# Start of Entries
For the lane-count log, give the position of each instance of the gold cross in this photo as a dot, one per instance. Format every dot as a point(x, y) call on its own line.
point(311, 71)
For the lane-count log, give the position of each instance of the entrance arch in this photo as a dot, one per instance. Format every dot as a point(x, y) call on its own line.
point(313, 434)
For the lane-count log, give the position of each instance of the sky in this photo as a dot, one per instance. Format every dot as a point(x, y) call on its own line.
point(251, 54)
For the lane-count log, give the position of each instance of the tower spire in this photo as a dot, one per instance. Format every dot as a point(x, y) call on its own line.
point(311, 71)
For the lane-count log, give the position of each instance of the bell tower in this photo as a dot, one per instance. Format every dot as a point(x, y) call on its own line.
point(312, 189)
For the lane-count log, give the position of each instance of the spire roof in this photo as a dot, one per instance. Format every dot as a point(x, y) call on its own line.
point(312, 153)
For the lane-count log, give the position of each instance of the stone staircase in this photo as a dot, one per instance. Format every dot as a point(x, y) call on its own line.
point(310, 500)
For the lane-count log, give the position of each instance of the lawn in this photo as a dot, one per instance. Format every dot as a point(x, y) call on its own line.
# End of Entries
-- What you should do --
Reproduce the material verbatim from its first line through the line that contains "point(313, 434)", including both of those lines.

-- Complete answer --
For the lane-count log, give the position of each instance of the gold cross in this photo as a dot, one per instance. Format every dot as a point(x, y) call on its own line.
point(311, 71)
For the lane-count log, give the position of each instance of the entrance arch in this photo as a dot, one per instance. Format every dot as a point(x, y) call on its own line.
point(313, 434)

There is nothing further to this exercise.